There is some confusion here. I want to reference you Terry to a article Shawna sent me written by John Macarthur (http://www.sfpulpit.com/2007/06/04/t...ccountability/ ). I read the article. It seems as Macarthur is NOT saying that there isnt original sin until a certain age (as I thought thats what Shawna was saying), but that despite this original sin the child who hasnt reached "the age of accountability" will be saved if he dies before that "age of accountability".

My whole thing is.. if scripture doesnt teach it, dont assume. But I know believers who have lost a child at a young age and they would like to know. Maybe we can point them to what scripture does teach. That God is Just,and Good. And whatever the fate of these children, God knows best.


----------



## proverbs31woman (Oct 26, 2009)

XBlackWaterX said:


> There is some confusion here. I want reference you Terry to a article Shawna sent me written by John Macarthur (http://www.sfpulpit.com/2007/06/04/t...ccountability/ ). I read the article. It seems as Macarthur is NOT saying that there isnt original sin until a certain age (as I thought thats what Shawna was saying), but that despite this original sin the child who hasnt reached "the age of accountability" will be saved if he dies before that "age of accountability".
> 
> My whole thing is.. if scripture doesnt teach it, dont assume. But I know believers who have lost a child at a young age and they would like to know. Maybe we can point them to what scripture does teach. That God is Just,and Good. And whatever the fate of these children, God knows best.



I would certainly hope for the best, since I think children are so precious. Although, I guess in logic I have felt that because Gods knows everything He would know the fate of everyone whether the live to be 45 or 2 days--Christ will put babies where they belong. Ultimately He knows, what a wonderful God we serve! :-D


----------



## awretchsavedbygrace (Oct 26, 2009)

Sorry for getting off topic, Charles.


----------



## proverbs31woman (Oct 26, 2009)

XBlackWaterX said:


> Sorry for getting off topic, Charles.

[Object pointing dataset rows]
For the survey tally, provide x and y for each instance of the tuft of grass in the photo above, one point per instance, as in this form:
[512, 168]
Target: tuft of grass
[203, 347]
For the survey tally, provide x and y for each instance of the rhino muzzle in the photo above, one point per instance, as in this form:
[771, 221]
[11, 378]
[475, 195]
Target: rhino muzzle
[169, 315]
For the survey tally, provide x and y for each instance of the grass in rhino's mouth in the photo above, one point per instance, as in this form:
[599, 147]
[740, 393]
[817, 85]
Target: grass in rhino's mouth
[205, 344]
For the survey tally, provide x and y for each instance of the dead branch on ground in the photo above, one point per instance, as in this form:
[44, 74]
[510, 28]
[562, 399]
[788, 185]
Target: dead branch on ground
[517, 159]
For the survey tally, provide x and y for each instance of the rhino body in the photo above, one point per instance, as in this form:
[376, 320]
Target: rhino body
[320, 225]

▸ **WHAT YOU NEED TO DO**
Pick up the forum thread on the age of accountability where it stops and continue it. These entries are separate material with no connection to the forum thread on the age of accountability.

▸ **ANSWER BELOW**
Yes but at the same time it was interesting.And it wasnt completely off topic. It did relate to Original Sin........... I do have a question though. Before I watch the rest of that video, what does "refining Fire Radio" support, like background, or president? just wondering as to what I am getting into.


----------



## charliejunfan (Oct 26, 2009)

It's ok if it goes off topic Julio, thanks for the apology though


----------



## TKarrer (Oct 26, 2009)

I believe John MacArthur does in fact make a solid case as to why we can trust that all infants go to heaven when they die. 

First off, King David states his son, who died in infancy, would not be resurrected, but that he, David, would go to him. Did all of David's sons bear out the marks of an elect saint? No. How then did David know this particular child would be allowed entrance into heaven? David understood that God's special grace extends to those who have never "supressed the truth in unrighteouness", nor rejected the testimony of creation. He knew those "without excuse" surely have though. 

The Apostle Paul's masterful work on the just condemnation of all humanity begins at this point: Man is condemned, 1. Because he sears his conscience and rejects the witness of truth God provides him, and 2. Because he rejects the revelation of God given through God's handiwork. This is why the unrepentant sinner who never hears the Gospel preached is still guilty before God; not merely due to Adam's sin, but because he has utterly refused to repent, though God has manifested Himself to him. Romans 1 is explicit on this subject.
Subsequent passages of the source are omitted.